▶ _EXERCISE DIRECTIONS_:
Please return, word for word, the passage from the text below on bonuses for striking employees, starting at "Was the exceptional" and ending at "by the LRA. .".

South African labour legislation does not impose obligations on an employer to pay bonuses to its employees, the right must have, by agreement – tacitly or impliedly – formed part of the terms and conditions of employment, apart from that the decision to pay bonuses is at the discretion of the employer. Employers are certainly not obliged to remunerate striking employees for services not rendered during strike action– this principle accords with the “no work no pay” standard. However, the forfeiture or selective payment of a bonus in such instances can be disputed as an unfair labour practice or unfair discrimination. The fact that the payment of bonuses under a bonus scheme may be at the discretion of the employer does not automatically place the employer’s actions beyond the scope of judicial enquiry. Employees have a constitutional right to strike and section 5(1) of the Labour Relations Act, 1995 ("LRA") prohibits an employer from discriminating against employees for exercising any of their rights in terms of the LRA.
Payment of bonuses to striking employees
These issues were assessed in the case in National Union of Mineworkers (“NUM”) obo Members v Cullinan Diamond Mine – a Division of Petra Diamond (Pty) Ltd (2019) 40 ILJ 1826 (LC). Members of NUM were in involved in wage negotiations and the parties reached a deadlock. NUM proceeded to embark on a protected strike. However, not all of its members participated in the strike. Prior to the commencement of the strike, the employees were anticipating payment of an annual production bonus. Management advised the employees that a production bonus would not be paid due to the impact of the strike on production. Ultimately the annual performance bonus was cancelled and no one received this bonus.
Instead, management created a new bonus scheme called the “exceptional performance reward or bonus” to reward those employees who continued to work and contribute to production during the strike. NUM contended that the so-called “exceptional performance bonus” was simply a different construct of the ordinary annual performance bonus. NUM approached the Labour Court to challenge the payment of this exceptional performance bonus on two grounds, namely that:
- the employer allegedly contravened section 5 of the LRA by discriminating against the employees for exercising their right to strike; and
- the payment of the “exceptional performance bonus” by the employer to non-striking employees constituted alleged unfair discrimination in terms of section 6 of the Employment Equity Act, 1998 ("EEA").
Was the exceptional bonus payment made to non-striking employees in contravention of section 5 of the LRA?
This section provides that no person may discriminate against any employee for exercising the rights conferred on them by the LRA. The court found that this right is a distinct, constitutional right that accrues to a worker and that section 5(1) of the LRA protects an employee from discrimination for exercising rights conferred by the LRA. .

▶ _PROVIDED MATERIAL_:

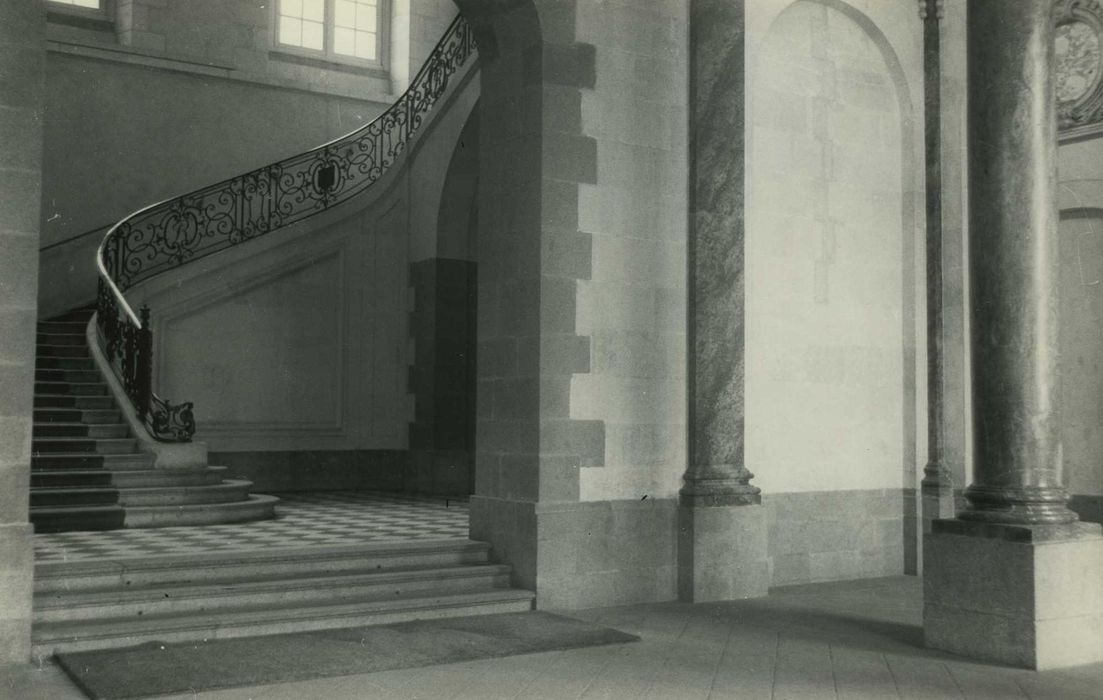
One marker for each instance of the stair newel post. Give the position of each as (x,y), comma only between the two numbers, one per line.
(145,366)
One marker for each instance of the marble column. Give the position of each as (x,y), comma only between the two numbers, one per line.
(1014,578)
(22,70)
(936,487)
(721,545)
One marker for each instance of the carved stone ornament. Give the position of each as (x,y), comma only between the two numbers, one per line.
(1079,63)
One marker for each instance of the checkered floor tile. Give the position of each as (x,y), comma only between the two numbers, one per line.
(302,519)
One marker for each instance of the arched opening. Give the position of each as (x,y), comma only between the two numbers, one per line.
(442,377)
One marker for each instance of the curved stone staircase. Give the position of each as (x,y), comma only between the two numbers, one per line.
(87,471)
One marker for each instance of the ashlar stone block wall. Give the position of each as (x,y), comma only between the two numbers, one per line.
(22,57)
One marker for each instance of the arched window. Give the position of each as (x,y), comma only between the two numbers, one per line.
(345,31)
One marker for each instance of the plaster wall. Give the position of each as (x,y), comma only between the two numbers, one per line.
(1081,340)
(22,24)
(298,341)
(160,98)
(833,384)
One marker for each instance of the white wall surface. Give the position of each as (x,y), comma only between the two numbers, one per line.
(832,314)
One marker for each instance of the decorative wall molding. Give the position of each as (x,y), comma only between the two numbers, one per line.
(1079,65)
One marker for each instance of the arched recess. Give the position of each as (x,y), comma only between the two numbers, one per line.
(831,292)
(442,325)
(1081,343)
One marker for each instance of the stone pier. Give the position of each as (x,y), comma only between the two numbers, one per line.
(721,523)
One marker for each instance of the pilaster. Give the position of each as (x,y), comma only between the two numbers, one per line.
(1014,579)
(22,63)
(721,524)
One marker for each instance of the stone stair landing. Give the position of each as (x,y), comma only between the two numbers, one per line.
(96,604)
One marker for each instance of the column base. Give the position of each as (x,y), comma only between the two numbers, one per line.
(1025,595)
(721,552)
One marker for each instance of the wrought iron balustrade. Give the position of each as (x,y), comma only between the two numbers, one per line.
(167,235)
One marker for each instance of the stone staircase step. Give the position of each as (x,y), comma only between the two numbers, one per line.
(227,491)
(81,430)
(256,507)
(61,338)
(127,478)
(68,400)
(63,519)
(76,416)
(71,388)
(229,567)
(174,600)
(64,363)
(72,636)
(77,315)
(83,376)
(45,447)
(86,469)
(63,351)
(59,461)
(71,478)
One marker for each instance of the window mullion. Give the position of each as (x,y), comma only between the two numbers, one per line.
(330,25)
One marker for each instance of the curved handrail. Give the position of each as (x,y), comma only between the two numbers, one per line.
(166,235)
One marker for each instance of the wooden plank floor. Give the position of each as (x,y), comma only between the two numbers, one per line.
(857,639)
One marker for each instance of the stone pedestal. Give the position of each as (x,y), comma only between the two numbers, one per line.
(721,552)
(721,524)
(1028,596)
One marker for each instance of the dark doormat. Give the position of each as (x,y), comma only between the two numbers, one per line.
(158,669)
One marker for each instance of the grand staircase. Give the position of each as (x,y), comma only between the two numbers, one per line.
(103,604)
(86,470)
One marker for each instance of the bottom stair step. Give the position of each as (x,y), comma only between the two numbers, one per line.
(61,519)
(52,637)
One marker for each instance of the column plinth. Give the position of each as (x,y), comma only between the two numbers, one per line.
(718,485)
(1014,264)
(1014,579)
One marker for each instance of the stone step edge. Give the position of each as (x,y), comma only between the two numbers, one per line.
(66,510)
(119,566)
(184,592)
(46,642)
(77,424)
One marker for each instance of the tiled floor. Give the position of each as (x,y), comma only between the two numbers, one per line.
(302,520)
(859,639)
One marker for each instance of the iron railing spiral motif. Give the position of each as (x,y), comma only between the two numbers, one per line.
(173,233)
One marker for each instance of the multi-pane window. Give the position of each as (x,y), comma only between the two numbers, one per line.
(335,28)
(90,4)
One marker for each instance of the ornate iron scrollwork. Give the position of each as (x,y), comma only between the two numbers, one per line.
(168,235)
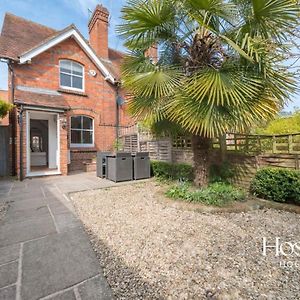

▶ _FINAL ANSWER_:
Was the exceptional bonus payment made to non-striking employees in contravention of section 5 of the LRA?
This section provides that no person may discriminate against any employee for exercising the rights conferred on them by the LRA. The court found that this right is a distinct, constitutional right that accrues to a worker and that section 5(1) of the LRA protects an employee from discrimination for exercising rights conferred by the LRA. .